- WHAT THIS TASK INVOLVES -
Can you repeat the stretch of the bookstore essay from "The fate of" through "tickle their curiosity.", swapping "bibliophiles" for "book lovers"?

═══ QUOTED PASSAGE ═══

If you love reading, you’re living in the right century. The web offers you more copy than anyone could read in a lifetime, including free access to hundreds of newspapers and magazines. It also gives you access to whole libraries of rare books at gutenberg.org and Google Books. And since you live in the age of electronic books, you can buy new titles at less than half the price of hardcover. The e-book lets you carry your library in a slim, compact notebook, and purchase new titles online anywhere, at any time.
BUT, if you love books themselves, you may have chosen the wrong century to live in. The real-world, physical, walk-through-and-browse bookstore is disappearing from the American landscape. Independent bookshops have been quickly fading away, and now Borders Books, the national chain with 642 stores, has filed for Chapter 11 status. It will close about 200 stores this year and un-employ 6000 workers. If it can’t clear its debts, publishers will have to absorb millions in losses, which may require them to cut back on the number of books they print this year.
The fate of Borders will make little difference to the people who are happy reading their novels on a Kindle, Nook, or iPad. But it will mean a great deal to devoted bibliophiles, who would prefer an afternoon in a good bookstore to a day at a theme park. For them, the online bookstore can never replace the pleasures of strolling down aisles of books, scanning new titles or picking up new releases that unexpectedly tickle their curiosity.
The peculiar lure of bookstores dates back to the 18th century, when printers began turning out books in quantities large enough for create a reading public. Bookstalls appeared in cities like Paris and London and drew a steady stream of old scholars, young students, doctors, ministers, and merchants who searched for hardbound treasures.
One of America’s earliest booksellers, Leary’s Book Store in Philadelphia, was a happy hunting ground for book lovers between 1850 and 1969. As Pete Martin described it in a 1949 Post article, “House of a Million Books,” Leary’s was the antithesis of the modern chain bookstore. It was old, dark, dusty, cluttered, and staffed by silent, reserved salespeople.
In Leary’s nobody asks you anything, unless you yourself ask a question first. Hung on the walls are placards that read:
To make you feel perfectly at ease in examining our immense stock, the employees are instructed not to offer assistance without being asked. This, we hope, will not be considered as inattention on our part. If you desire information, ask all the questions you want, without feeling under any obligation to purchase.

═══ DATA ROWS ═══

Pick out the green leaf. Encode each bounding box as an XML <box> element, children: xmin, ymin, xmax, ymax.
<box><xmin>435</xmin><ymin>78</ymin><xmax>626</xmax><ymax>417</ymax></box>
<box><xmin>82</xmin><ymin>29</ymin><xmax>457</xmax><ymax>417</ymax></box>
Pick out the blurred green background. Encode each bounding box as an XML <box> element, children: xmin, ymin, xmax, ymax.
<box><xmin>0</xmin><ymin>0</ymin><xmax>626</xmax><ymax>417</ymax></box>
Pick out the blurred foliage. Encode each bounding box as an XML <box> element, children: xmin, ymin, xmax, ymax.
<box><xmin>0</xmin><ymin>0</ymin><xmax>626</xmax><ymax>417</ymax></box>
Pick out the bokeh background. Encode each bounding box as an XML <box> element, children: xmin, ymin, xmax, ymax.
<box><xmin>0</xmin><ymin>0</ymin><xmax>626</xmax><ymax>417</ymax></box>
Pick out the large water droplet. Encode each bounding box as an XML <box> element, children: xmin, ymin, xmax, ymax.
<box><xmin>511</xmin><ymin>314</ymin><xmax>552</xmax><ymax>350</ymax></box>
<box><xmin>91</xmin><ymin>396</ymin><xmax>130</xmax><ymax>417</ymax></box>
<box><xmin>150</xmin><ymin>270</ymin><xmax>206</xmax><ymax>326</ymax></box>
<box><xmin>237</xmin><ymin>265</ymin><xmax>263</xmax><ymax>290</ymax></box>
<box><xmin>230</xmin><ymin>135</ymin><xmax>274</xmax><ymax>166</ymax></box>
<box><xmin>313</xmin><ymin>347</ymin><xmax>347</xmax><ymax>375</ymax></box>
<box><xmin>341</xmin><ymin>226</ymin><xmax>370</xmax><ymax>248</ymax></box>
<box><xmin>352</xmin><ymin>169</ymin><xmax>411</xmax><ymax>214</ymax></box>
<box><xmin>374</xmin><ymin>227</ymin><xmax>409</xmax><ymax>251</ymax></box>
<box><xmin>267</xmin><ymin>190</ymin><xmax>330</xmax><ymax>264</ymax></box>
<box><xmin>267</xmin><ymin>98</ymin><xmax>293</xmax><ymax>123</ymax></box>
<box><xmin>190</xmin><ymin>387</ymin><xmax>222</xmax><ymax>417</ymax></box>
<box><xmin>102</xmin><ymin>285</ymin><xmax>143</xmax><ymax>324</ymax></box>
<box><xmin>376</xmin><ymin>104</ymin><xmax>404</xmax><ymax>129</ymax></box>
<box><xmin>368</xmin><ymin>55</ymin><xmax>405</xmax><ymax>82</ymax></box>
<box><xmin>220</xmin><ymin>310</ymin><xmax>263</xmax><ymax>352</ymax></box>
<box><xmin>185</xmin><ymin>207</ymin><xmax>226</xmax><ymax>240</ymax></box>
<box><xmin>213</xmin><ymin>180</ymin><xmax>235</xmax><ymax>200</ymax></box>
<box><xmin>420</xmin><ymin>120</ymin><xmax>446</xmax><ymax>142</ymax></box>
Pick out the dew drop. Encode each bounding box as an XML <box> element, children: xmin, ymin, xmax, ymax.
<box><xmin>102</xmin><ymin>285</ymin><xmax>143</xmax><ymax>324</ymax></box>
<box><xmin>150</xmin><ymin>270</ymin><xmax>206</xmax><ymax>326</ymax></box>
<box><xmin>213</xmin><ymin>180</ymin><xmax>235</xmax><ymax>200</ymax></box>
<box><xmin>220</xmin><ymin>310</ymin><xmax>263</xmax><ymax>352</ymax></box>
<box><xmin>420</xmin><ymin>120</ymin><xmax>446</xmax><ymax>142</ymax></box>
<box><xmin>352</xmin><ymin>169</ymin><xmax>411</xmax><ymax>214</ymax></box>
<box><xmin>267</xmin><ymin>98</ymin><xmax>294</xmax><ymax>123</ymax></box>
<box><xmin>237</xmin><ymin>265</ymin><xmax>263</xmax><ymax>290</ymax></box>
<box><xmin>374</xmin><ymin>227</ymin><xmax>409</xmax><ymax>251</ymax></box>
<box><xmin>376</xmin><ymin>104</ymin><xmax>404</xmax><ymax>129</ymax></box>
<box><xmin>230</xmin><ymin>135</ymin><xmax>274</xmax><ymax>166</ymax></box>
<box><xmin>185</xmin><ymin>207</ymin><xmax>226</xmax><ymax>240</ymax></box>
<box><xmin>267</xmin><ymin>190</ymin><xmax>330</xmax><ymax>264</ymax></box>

═══

- REPLY TO THE TASK -
The fate of Borders will make little difference to the people who are happy reading their novels on a Kindle, Nook, or iPad. But it will mean a great deal to devoted book lovers, who would prefer an afternoon in a good bookstore to a day at a theme park. For them, the online bookstore can never replace the pleasures of strolling down aisles of books, scanning new titles or picking up new releases that unexpectedly tickle their curiosity.